(Exercise) Repeat the lines of the records below, starting with the line that contains "[locate] the swimming" and continuing through the end of the records, both included. Leave the pictures out of your answer.

(Recorded data)
───

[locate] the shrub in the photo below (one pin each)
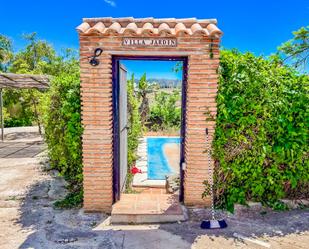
(135, 126)
(63, 129)
(261, 137)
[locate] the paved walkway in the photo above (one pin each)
(28, 219)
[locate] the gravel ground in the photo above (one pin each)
(28, 219)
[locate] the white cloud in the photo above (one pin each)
(110, 2)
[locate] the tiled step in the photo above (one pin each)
(147, 208)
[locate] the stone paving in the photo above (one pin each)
(152, 205)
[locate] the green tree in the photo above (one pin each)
(296, 50)
(38, 57)
(143, 89)
(164, 113)
(261, 138)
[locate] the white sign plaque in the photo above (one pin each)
(149, 42)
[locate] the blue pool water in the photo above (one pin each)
(158, 166)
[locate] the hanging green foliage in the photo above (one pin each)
(261, 140)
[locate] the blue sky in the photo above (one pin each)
(257, 25)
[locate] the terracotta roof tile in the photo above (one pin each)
(150, 26)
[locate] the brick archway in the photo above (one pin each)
(198, 41)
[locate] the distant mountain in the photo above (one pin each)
(164, 83)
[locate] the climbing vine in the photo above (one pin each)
(261, 138)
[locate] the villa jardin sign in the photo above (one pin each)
(149, 42)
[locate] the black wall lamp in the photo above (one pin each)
(94, 59)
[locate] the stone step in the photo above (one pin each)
(147, 208)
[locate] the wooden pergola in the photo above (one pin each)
(20, 81)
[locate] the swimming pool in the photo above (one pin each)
(158, 161)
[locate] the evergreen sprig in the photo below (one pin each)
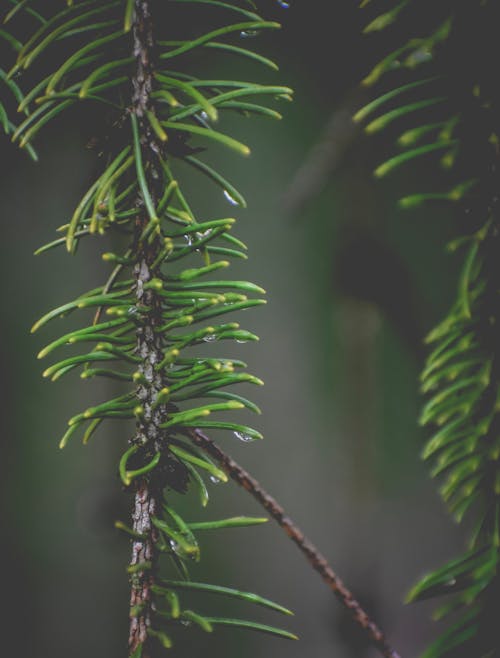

───

(Task result)
[locate] the swimming pool in the photo above (one pin each)
(158, 161)
[locate] the evergreen sprig in the photo below (one pin each)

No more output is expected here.